▶

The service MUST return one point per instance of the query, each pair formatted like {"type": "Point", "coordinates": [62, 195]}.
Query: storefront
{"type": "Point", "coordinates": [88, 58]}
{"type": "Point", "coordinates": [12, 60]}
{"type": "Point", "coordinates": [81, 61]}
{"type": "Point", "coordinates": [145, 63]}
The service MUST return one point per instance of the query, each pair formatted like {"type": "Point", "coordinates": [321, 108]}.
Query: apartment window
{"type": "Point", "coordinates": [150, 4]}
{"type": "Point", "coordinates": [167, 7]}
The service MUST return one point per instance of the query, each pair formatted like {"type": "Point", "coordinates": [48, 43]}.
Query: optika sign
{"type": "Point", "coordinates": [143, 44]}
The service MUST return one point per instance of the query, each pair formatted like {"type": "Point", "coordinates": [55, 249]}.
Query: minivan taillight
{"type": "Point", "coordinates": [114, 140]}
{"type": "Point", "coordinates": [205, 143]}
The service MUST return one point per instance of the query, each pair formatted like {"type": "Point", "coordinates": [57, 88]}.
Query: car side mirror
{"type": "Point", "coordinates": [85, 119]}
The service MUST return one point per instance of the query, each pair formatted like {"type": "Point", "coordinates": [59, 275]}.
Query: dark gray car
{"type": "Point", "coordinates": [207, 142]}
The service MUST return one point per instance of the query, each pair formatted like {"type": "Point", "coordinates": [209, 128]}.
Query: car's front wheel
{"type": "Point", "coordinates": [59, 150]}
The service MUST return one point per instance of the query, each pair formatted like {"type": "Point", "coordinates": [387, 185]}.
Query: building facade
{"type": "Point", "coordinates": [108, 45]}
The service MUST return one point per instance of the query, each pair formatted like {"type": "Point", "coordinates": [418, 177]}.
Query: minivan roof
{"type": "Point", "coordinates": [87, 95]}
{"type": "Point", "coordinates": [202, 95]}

◀
▶

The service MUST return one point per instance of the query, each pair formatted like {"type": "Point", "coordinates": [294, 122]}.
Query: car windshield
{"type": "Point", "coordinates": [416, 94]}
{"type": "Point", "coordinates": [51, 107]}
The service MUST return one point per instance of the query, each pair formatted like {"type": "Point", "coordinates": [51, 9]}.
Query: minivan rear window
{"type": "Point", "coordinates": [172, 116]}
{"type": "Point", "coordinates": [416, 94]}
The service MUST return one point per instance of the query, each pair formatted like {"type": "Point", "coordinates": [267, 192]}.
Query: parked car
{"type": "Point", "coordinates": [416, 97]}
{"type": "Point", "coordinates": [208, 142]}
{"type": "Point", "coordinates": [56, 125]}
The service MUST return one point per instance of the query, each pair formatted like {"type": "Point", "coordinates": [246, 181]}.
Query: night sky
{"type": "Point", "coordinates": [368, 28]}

◀

INSTRUCTION
Count the lines in the items above that contain the string "window", matching case exactly. Reply with the number only.

EXERCISE RESULT
2